While researchers like Dr de Grey look at how ageing happens by focussing on bodily mechanisms, others look into the reasons why evolution might allow ageing to exist in the first place.
One explanation for the 'why' of ageing, espoused by another guest on the show – Dr Justin Werfel from Harvard University – is that evolution favours genes that essentially program organisms to die. Dr Werfel creates simulations of evolution: computerised thought experiments about what is possible. One of his simulations has suggested that ageing and death might serve a function when organisms live in ecosystems where food and other resources are not evenly distributed. Dr Werfel found that, in these environments, immortal individuals can wind up overexploiting their environments, but the mortals – through their limited lifespans – do not. So, a gene for death can win out, evolutionarily speaking.
Unfortunately, that's not quite the be-all and end-all. In Dr Werfel's simulation, when organisms carrying the 'death gene' die, they turn into resources that other organisms can feast on, whereas the 'immortals' don't leave any resources behind. Since the organisms reproduce by converting the resources around them into offspring, those programmed to die can essentially move around their environment, while the immortal organisms are stuck in place. Ageing experts Dr Axel Kowald and Professor Tom Kirkwood noticed this quirk in their recent article about simulations of programmed death. When Dr Kowald and Professor Kirkwood extended Dr Werfel's simulation to allow organisms to move around regardless of whether or not they carried the gene for programmed death, it seemed that evolution favoured mobility, rather than favouring individuals programmed to die. (Full disclosure: I collaborated with Professor Kirkwood a few years ago.)

§ Provided information:

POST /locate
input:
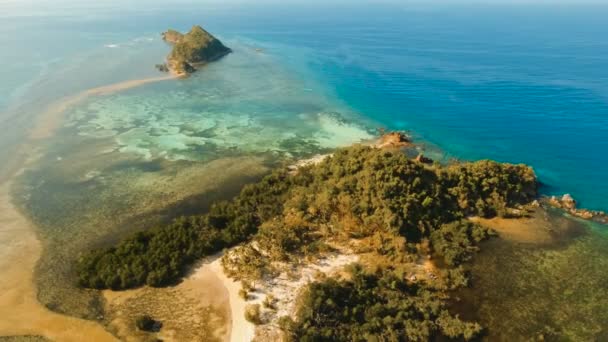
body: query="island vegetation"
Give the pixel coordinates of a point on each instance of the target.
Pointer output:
(191, 50)
(397, 208)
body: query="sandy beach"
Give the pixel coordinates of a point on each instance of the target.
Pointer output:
(20, 310)
(241, 330)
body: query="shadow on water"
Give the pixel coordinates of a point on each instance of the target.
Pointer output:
(79, 206)
(553, 291)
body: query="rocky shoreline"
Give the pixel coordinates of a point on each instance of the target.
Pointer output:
(569, 205)
(191, 51)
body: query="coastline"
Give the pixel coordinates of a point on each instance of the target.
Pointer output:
(20, 310)
(22, 313)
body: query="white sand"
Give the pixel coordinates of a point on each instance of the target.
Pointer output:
(241, 330)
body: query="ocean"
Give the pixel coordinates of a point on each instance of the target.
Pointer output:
(514, 83)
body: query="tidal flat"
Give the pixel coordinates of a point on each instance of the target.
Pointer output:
(544, 278)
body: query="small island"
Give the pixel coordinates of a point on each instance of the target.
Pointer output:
(191, 50)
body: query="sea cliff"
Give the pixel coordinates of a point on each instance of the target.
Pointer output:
(192, 50)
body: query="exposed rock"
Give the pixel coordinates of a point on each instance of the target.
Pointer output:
(568, 202)
(424, 160)
(393, 139)
(193, 49)
(172, 36)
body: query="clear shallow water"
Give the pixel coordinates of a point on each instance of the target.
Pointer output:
(519, 84)
(513, 83)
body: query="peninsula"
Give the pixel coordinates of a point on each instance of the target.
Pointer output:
(192, 50)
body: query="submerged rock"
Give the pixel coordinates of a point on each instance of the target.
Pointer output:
(568, 204)
(193, 49)
(424, 160)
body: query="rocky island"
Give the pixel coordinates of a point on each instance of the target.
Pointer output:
(191, 50)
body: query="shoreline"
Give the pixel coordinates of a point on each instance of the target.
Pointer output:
(21, 312)
(240, 329)
(20, 309)
(49, 121)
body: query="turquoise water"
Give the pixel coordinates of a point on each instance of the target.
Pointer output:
(513, 83)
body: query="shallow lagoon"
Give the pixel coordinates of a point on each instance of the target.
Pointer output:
(135, 159)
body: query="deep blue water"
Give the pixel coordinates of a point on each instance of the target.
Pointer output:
(520, 83)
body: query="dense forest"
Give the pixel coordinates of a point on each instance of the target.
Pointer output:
(401, 209)
(358, 191)
(377, 306)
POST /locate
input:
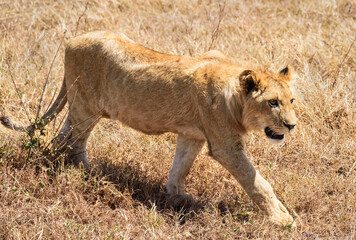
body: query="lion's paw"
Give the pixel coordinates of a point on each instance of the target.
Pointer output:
(180, 201)
(282, 218)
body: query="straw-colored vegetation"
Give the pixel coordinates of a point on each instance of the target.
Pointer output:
(313, 173)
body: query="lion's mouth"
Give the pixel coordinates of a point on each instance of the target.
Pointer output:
(271, 134)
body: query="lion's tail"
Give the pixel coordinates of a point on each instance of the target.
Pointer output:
(56, 107)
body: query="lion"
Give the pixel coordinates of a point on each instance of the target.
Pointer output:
(211, 99)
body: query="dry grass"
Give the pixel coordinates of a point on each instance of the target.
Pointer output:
(313, 173)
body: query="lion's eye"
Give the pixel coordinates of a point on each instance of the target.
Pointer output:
(273, 103)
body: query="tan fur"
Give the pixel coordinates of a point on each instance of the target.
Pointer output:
(211, 98)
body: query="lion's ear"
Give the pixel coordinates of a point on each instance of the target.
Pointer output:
(248, 81)
(286, 73)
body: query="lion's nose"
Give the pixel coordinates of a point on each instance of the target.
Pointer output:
(289, 126)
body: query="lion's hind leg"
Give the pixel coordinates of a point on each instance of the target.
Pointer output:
(80, 129)
(186, 152)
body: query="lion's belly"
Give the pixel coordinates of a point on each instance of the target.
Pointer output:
(155, 122)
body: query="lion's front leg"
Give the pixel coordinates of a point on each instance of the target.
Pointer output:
(258, 189)
(186, 152)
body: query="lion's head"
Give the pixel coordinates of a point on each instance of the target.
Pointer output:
(268, 103)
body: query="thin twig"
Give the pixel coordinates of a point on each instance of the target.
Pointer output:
(80, 17)
(342, 62)
(17, 90)
(216, 31)
(353, 166)
(46, 82)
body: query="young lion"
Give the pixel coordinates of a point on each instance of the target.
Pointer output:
(207, 99)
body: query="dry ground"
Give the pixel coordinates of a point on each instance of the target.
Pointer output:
(313, 172)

§ Actions to take:
- a) Substitute "physical processes" for "bodily mechanisms" in the passage on ageing, writing it out again starting at "While researchers like" and ending at "the first place.".
- b) In the passage on ageing, what do organisms carrying the 'death gene' turn into when they die in Dr Werfel's simulation?
- c) Carry on the passage on ageing from the point where it stops.
The records are separate material from the passage on ageing.

§ Results for each task:
- a)
While researchers like Dr de Grey look at how ageing happens by focussing on physical processes, others look into the reasons why evolution might allow ageing to exist in the first place.

- b) They turn into resources that other organisms can feast on.

- c)
The third guest was Dr Jenny Tullet, a biogerontologist who looks at how roundworms grow old. Dr Tullet has found a gene that she calls the 'master regulator of ageing', which can increase or decrease its lifespan by switching other genes on and off. Dr Tullet made the important point that in 'our quest for longevity', we must also improve the amount of time that people are healthy, not simply allow a longer span in which to suffer. This chimes nicely (read: depressingly) with predictions about our ageing population – namely that, by 2040, one in 12 people will be over 80 years old, and there will be 37 pensioners for every 100 working-age people. Add to this the debates about climate change and overpopulation, and you find a bittersweet future ahead.
While superbly interesting, this episode presented the three lines of research rather uncritically. For example, there is a tension between Dr Werfel's view of evolutionarily programmed death and Dr de Grey's belief we can stop ageing by repairing the damage that occurs as a side effect of living. The former idea suggests that stopping ageing is a matter of finding and tweaking the genes that help damage to accumulate, implying that damage repair would be a fool's errand. On the other hand, if genes that favour ageing don't exist, we run the risk of a lot of misdirected effort. It would also have been good if the programme had tried to link Dr Tullet's research into the genetics of ageing with Dr de Grey's work on how ageing happens.
How to die well and how to cheat death will remain relevant topics. We need to get better not only at dying, but also at accepting that death will eventually become us all. We must come to terms with our limits as much as we attempt to push them. And, for all of Dr de Grey's incredible optimism about what we might achieve in the future, we still find ourselves in a world without Bowie.